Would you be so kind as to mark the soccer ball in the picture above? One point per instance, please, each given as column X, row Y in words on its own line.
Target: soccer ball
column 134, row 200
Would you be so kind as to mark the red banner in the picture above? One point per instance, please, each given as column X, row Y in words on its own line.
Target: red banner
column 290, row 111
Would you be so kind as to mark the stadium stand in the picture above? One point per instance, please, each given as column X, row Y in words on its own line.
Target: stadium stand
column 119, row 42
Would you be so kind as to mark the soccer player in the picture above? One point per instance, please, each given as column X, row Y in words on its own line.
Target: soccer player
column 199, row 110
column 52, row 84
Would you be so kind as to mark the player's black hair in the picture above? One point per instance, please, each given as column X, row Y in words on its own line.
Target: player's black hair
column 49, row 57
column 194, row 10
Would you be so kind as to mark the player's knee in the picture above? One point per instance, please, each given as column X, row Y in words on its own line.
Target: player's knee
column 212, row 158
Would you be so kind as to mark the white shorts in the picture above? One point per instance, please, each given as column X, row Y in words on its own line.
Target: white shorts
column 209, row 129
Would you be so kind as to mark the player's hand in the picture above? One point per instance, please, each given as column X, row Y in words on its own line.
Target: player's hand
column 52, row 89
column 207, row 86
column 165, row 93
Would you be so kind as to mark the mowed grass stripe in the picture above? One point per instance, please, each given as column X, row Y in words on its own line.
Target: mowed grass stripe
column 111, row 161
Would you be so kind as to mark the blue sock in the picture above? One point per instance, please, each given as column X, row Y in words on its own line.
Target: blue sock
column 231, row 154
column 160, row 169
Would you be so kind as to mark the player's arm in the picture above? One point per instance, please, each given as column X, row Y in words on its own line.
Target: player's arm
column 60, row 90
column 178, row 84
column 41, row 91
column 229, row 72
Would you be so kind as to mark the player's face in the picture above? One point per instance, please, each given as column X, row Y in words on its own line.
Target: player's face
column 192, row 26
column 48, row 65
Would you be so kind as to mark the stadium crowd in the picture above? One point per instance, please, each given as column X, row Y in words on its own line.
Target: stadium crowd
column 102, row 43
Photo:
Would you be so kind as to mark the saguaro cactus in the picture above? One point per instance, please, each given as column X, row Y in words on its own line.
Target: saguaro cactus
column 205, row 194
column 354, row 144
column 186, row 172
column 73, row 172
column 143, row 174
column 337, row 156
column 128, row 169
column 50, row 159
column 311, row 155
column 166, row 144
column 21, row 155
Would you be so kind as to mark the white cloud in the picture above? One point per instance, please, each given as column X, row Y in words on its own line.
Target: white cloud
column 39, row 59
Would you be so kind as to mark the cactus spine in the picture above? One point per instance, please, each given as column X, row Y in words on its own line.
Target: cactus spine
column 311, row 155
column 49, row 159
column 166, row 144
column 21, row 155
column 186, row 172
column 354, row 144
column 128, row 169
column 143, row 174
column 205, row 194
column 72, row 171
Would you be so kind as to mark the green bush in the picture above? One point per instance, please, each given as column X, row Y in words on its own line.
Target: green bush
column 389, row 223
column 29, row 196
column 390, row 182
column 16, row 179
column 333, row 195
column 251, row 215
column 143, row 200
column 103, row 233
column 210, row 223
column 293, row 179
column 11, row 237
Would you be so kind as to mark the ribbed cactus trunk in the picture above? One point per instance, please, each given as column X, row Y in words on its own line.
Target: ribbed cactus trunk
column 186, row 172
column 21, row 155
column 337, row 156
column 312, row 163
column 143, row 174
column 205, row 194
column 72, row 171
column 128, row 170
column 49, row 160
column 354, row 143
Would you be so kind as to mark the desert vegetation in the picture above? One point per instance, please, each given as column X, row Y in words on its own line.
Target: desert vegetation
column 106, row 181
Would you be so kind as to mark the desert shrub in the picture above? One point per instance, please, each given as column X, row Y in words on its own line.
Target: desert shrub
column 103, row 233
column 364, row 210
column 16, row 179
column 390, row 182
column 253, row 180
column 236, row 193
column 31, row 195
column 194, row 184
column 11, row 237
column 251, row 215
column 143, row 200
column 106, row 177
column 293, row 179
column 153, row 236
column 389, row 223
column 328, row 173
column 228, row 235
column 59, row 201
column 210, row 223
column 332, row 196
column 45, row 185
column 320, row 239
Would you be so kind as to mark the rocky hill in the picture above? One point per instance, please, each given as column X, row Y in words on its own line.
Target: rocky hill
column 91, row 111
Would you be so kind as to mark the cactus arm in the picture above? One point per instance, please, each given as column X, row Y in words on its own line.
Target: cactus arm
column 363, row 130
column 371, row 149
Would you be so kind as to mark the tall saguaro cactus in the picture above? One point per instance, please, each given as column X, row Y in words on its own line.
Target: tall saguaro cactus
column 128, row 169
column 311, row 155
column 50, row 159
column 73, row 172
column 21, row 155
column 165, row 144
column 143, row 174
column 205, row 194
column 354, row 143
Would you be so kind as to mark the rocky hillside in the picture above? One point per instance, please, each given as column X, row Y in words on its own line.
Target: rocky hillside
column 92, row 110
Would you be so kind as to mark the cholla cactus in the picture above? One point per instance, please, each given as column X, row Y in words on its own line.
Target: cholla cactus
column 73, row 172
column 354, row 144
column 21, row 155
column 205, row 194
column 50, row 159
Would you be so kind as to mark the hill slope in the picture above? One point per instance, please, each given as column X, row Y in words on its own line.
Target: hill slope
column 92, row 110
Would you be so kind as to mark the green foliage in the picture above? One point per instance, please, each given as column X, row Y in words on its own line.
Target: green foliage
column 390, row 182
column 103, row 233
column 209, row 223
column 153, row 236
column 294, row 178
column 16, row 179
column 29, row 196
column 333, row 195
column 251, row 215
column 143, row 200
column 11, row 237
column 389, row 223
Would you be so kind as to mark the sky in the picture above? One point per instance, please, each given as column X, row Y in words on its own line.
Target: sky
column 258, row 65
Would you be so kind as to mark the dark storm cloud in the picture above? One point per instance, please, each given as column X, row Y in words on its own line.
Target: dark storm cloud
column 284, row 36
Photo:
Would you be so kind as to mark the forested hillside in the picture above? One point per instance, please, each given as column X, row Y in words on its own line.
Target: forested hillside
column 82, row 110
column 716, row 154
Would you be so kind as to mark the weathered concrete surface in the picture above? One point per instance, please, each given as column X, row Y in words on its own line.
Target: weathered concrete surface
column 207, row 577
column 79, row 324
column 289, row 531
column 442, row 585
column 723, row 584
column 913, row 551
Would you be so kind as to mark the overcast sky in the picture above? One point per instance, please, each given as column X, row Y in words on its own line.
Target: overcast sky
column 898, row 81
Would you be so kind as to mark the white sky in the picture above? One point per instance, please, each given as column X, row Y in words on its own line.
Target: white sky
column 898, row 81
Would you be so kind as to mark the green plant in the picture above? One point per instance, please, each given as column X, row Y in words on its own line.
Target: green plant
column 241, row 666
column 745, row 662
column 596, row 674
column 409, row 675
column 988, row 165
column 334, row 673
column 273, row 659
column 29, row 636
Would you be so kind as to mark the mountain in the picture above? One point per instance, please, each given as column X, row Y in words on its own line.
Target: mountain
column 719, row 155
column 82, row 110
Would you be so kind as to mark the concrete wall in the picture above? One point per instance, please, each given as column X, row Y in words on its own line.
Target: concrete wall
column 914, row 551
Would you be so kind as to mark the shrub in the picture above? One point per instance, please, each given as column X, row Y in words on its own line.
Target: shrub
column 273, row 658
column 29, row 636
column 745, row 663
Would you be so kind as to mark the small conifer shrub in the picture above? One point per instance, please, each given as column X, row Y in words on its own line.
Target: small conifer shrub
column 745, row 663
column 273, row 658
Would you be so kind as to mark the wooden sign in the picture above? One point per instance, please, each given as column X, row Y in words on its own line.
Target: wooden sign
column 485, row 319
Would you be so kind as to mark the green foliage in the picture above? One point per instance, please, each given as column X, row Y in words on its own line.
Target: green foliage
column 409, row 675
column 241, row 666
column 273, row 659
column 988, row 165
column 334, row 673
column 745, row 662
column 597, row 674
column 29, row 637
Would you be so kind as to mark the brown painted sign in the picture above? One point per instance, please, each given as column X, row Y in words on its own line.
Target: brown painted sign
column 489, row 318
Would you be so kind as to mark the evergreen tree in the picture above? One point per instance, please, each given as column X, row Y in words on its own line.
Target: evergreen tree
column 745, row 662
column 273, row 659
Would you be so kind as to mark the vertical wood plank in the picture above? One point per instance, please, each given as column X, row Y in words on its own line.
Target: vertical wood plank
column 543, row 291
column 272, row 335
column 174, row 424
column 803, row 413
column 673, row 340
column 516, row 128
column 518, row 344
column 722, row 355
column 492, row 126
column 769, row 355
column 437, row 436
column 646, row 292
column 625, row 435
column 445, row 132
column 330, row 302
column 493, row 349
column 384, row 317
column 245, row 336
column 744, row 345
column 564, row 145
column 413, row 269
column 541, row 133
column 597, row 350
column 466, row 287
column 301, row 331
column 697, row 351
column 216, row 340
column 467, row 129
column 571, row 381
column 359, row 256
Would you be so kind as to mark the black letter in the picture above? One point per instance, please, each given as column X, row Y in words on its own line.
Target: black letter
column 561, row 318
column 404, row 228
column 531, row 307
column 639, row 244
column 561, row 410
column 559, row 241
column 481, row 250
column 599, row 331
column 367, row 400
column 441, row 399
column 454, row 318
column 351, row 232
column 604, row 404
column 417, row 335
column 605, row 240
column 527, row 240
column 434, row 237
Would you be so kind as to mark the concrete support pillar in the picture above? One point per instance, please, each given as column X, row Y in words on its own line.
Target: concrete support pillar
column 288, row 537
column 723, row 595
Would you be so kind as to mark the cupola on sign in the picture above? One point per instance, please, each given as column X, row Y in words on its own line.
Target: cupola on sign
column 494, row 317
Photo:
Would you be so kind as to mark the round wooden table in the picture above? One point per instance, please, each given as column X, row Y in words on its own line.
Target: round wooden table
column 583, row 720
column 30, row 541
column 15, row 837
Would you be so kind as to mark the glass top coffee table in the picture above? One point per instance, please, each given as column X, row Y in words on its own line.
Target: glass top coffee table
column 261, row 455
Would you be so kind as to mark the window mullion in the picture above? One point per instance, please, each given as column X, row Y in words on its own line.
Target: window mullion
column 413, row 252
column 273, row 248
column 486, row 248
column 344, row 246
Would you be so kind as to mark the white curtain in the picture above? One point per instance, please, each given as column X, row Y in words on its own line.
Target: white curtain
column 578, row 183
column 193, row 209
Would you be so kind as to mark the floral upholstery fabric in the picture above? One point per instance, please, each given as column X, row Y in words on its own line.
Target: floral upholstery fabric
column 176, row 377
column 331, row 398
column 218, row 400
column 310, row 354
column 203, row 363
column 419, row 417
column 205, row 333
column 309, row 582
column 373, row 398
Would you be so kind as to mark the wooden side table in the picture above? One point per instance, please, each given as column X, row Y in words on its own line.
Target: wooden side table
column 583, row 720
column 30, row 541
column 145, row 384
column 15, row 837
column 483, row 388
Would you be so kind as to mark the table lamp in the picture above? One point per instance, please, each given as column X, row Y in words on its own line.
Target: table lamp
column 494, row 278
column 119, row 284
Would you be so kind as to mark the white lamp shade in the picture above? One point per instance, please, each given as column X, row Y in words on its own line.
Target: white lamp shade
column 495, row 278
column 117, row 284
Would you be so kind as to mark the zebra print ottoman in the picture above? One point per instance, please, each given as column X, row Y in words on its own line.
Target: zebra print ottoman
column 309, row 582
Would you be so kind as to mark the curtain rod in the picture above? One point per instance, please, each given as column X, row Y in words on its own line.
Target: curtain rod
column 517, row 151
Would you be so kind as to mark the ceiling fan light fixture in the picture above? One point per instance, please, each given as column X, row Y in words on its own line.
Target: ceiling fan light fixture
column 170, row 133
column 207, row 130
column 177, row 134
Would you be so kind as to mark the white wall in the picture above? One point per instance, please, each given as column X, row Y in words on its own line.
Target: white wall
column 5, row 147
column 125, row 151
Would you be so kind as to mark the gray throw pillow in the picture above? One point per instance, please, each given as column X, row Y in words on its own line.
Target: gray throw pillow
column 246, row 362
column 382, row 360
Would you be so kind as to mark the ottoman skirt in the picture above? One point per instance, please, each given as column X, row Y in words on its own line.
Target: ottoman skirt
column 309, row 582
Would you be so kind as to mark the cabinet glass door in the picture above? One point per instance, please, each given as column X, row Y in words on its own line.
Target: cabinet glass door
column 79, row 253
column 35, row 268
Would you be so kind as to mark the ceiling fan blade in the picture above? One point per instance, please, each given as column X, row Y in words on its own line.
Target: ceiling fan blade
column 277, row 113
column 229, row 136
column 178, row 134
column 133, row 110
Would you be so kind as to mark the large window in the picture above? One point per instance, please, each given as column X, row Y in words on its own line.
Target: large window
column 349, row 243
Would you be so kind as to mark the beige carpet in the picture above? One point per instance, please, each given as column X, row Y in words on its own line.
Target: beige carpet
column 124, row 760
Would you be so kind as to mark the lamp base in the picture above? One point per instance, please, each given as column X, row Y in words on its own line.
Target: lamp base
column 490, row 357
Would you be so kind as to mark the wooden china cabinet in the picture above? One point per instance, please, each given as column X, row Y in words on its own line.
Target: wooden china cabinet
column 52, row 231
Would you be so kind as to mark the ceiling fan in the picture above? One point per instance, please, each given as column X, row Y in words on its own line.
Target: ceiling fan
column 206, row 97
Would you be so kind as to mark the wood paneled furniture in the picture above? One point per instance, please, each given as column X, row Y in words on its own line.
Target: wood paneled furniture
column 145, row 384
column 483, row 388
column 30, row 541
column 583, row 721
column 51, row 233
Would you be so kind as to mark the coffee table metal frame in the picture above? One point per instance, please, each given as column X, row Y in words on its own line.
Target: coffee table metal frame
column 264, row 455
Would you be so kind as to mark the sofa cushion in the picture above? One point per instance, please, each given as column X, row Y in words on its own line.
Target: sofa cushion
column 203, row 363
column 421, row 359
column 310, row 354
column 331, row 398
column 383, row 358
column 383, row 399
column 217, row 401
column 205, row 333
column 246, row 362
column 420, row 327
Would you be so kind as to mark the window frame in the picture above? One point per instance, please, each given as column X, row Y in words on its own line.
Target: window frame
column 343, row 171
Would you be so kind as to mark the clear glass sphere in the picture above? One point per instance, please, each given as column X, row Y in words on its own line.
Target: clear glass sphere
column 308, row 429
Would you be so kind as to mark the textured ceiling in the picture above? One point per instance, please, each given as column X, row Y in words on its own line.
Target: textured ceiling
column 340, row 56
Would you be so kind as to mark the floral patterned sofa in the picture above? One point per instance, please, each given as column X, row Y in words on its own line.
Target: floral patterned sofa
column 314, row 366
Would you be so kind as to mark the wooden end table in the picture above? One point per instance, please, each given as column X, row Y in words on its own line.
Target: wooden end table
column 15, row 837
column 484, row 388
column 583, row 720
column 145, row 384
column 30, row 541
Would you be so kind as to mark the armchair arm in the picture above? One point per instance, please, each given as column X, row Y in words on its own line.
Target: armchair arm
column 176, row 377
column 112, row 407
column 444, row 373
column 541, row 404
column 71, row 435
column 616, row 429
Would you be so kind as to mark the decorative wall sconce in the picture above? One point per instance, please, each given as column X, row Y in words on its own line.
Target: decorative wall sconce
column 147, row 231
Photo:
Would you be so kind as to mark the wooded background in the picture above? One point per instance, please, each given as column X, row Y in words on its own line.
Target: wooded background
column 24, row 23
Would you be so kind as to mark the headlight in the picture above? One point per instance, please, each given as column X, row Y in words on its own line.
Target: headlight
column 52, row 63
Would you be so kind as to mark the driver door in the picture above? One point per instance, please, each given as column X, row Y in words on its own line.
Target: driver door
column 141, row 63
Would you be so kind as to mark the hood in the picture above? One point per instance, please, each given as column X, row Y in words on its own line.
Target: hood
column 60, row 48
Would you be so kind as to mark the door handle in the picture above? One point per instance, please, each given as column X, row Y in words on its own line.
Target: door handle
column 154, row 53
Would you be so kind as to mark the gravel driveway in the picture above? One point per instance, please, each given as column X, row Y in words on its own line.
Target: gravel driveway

■ THE TASK: Each line from the top of the material above, through the one that contains "Would you be so kind as to mark the player's hand", should be restated word for word.

■ EXERCISE RESULT:
Would you be so kind as to mark the soccer ball in the picture above? One point per instance, please, each given as column X, row Y in words on its own line.
Target: soccer ball
column 134, row 200
Would you be so kind as to mark the red banner in the picture above? One point per instance, please, each given as column X, row Y in words on its own line.
Target: red banner
column 290, row 111
Would you be so kind as to mark the stadium stand in the picture above? One point per instance, please, each given as column X, row Y in words on its own line.
Target: stadium stand
column 119, row 42
Would you be so kind as to mark the soccer player in the picture above? One point per instance, please, each given as column X, row Y in words on its own line.
Target: soccer player
column 199, row 110
column 52, row 84
Would you be so kind as to mark the player's black hair in the picture above? One point per instance, please, each given as column X, row Y in words on its own line.
Target: player's black hair
column 49, row 57
column 194, row 10
Would you be so kind as to mark the player's knee in the picture above? One point per instance, please, each given as column X, row Y in words on its own line.
Target: player's knee
column 212, row 158
Would you be so kind as to mark the white shorts in the picture above? One point per instance, please, each given as column X, row Y in words on its own line.
Target: white shorts
column 209, row 129
Would you be so kind as to mark the player's hand in the picture above? One point per instance, please, each given as column X, row Y in words on its own line.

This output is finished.